--- Tasks to perform ---
1. In the passage on keeping item indexes consistent, rewrite the paragraph beginning "Users can create/delete items" more briefly while keeping its main facts.
2. Duplicate part of the passage on keeping item indexes consistent, beginning at the words "1. Retrieve item's" and stopping after "is very similar.".

#### Passage shown ####

Users can create/delete items, move them inside the list or across lists. To ensure consistency of indexes when running these operations, I do the following:

Create item:

  1. Count items within this list
SELECT COUNT(DISTINCT "Item"."id") as "cnt" 
FROM "item" "Item" 
WHERE "Item"."listId" = ${listId}
  1. Insert new item, with index set to count from step 1:
INSERT INTO "item"("id", "listId", "index", "title", ...) 
VALUES (${id}, ${listId}, ${count}, ${title})

This way index grows with each item inserted into the list.

Move item:

  1. Retrieve item's current listId and index:
SELECT "Item"."listId" AS "Item_listId", "Item"."index" AS "Item_index" 
FROM "item" "Item" 
WHERE "Item"."id" = ${id}
  1. Change index of "shifted" items if necessary, so that order is consistent, e.g. given the item is moved forward, all items between its current position (exclusively) and its next position (inclusively) need to have their index decreased by 1:
UPDATE "item" 
  SET "index" = "index" - 1 
WHERE "listId" = ${listId} 
  AND "index" BETWEEN ${sourceIndex + 1} AND ${destinationIndex}

I'll omit the variation with movement across lists because it is very similar.

  1. Update the item itself:
UPDATE "item"

#### Data section ####

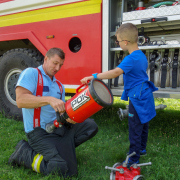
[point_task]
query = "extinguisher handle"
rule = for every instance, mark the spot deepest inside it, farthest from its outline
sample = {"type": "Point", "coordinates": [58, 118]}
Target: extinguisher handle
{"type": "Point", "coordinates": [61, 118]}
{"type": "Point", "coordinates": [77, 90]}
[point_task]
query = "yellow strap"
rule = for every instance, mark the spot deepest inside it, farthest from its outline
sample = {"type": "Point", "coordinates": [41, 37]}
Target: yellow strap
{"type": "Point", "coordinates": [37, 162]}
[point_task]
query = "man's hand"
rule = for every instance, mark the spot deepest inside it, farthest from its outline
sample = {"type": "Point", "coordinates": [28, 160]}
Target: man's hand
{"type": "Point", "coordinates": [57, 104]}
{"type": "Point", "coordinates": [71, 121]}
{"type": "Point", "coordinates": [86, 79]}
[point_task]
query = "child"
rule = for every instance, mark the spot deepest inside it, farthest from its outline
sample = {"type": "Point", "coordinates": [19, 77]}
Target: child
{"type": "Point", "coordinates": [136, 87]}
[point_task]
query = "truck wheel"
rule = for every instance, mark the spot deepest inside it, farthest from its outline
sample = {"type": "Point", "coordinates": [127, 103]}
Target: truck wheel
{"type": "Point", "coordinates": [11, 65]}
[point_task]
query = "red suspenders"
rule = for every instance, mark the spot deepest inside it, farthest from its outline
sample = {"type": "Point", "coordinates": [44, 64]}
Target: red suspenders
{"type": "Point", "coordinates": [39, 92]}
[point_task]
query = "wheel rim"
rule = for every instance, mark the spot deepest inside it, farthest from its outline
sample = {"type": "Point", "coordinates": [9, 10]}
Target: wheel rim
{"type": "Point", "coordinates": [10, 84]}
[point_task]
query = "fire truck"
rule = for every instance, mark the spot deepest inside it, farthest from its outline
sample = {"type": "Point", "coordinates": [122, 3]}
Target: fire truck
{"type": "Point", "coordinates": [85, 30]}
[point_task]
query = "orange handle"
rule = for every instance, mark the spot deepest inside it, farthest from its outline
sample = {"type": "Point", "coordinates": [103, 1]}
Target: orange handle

####

--- Task results ---
1. Users can create, delete, and move items within a list or between lists, so the following steps are taken to keep indexes consistent during these operations.

2.
1. Retrieve item's current listId and index:
SELECT "Item"."listId" AS "Item_listId", "Item"."index" AS "Item_index" 
FROM "item" "Item" 
WHERE "Item"."id" = ${id}
  1. Change index of "shifted" items if necessary, so that order is consistent, e.g. given the item is moved forward, all items between its current position (exclusively) and its next position (inclusively) need to have their index decreased by 1:
UPDATE "item" 
  SET "index" = "index" - 1 
WHERE "listId" = ${listId} 
  AND "index" BETWEEN ${sourceIndex + 1} AND ${destinationIndex}

I'll omit the variation with movement across lists because it is very similar.